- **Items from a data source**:
___

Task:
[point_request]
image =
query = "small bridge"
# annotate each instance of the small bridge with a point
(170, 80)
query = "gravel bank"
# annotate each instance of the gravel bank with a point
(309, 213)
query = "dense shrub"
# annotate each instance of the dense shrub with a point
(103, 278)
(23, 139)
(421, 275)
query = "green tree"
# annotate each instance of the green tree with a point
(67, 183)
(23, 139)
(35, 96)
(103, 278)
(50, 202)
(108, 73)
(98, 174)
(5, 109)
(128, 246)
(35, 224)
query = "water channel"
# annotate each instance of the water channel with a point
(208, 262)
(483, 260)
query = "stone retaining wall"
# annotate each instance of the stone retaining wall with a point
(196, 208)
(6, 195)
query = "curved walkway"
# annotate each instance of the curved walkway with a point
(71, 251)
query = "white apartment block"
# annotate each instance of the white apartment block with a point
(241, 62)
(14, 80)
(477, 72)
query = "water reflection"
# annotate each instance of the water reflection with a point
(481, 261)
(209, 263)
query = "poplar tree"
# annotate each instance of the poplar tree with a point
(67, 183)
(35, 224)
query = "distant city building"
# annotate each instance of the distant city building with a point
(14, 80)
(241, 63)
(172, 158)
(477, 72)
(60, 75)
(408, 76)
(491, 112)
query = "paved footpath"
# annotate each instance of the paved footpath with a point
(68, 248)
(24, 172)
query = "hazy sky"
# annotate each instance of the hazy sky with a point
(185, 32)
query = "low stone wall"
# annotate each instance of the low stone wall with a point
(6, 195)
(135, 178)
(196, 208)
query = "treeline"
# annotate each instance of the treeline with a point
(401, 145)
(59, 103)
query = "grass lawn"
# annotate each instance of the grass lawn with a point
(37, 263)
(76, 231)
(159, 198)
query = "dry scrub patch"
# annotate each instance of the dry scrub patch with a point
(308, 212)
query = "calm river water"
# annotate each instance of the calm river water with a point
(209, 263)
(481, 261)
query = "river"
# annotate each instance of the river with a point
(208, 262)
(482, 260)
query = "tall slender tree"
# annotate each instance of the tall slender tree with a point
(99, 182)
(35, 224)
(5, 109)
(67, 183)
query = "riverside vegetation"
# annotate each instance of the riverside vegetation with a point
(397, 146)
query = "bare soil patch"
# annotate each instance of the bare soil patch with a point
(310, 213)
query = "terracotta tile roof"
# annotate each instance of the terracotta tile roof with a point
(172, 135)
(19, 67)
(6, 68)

___

- **WORK INSTRUCTIONS**: Extract every line above exactly as it stands.

- **FINISHED EXERCISE**:
Task:
[point_request]
image =
query = "small bridge"
# annotate each instance of the small bridge with a point
(170, 80)
query = "gravel bank"
# annotate each instance of the gravel bank with a point
(309, 213)
query = "dense shrub"
# annotate each instance of the dense shrub with a point
(103, 278)
(23, 139)
(421, 275)
query = "green tree"
# annotate each instance of the green tree with a point
(67, 183)
(23, 139)
(35, 96)
(103, 278)
(50, 202)
(108, 73)
(98, 174)
(5, 109)
(128, 246)
(35, 224)
query = "water channel"
# annotate each instance of the water channel with a point
(208, 262)
(483, 260)
query = "stone retaining wall"
# annotate each instance of the stone retaining wall with a point
(196, 208)
(6, 195)
query = "curved walkway"
# annotate each instance of the curved walkway with a point
(71, 251)
query = "white apartment block"
# annotate each instance of the white apartment block with a point
(241, 62)
(14, 80)
(477, 72)
query = "water reflection"
# annotate each instance of the water reflection with a point
(481, 261)
(209, 263)
query = "poplar tree"
# annotate each instance of the poplar tree with a point
(67, 183)
(35, 224)
query = "distant city building"
# annotate each instance of the distant city building with a point
(14, 80)
(241, 63)
(172, 158)
(477, 72)
(60, 75)
(408, 76)
(491, 112)
query = "paved footpath"
# annotate each instance of the paved footpath with a point
(68, 248)
(24, 172)
query = "hazy sky"
# annotate each instance of the hazy sky with a point
(185, 32)
query = "low stone wall"
# annotate each instance of the low stone wall with a point
(6, 195)
(135, 178)
(196, 208)
query = "treeline"
# annotate each instance of the treeline with a point
(401, 145)
(59, 103)
query = "grass lawn"
# annotate each instance of the grass lawn with a point
(37, 263)
(76, 231)
(159, 198)
query = "dry scrub patch"
# annotate each instance of the dry scrub patch with a point
(308, 212)
query = "calm river water"
# annotate each instance of the calm river water with a point
(209, 263)
(481, 261)
query = "river"
# annotate each instance of the river with a point
(208, 262)
(482, 260)
query = "tall slender tree"
# annotate each instance of the tall slender tree with a point
(99, 182)
(35, 224)
(5, 109)
(67, 183)
query = "riverside vegetation"
# annotate each instance of the riverside vegetation with a point
(397, 146)
query = "bare soil patch"
# annotate each instance of the bare soil patch with a point
(310, 213)
query = "terracotta tile roof"
# annotate each instance of the terracotta tile roof with a point
(172, 135)
(19, 67)
(6, 68)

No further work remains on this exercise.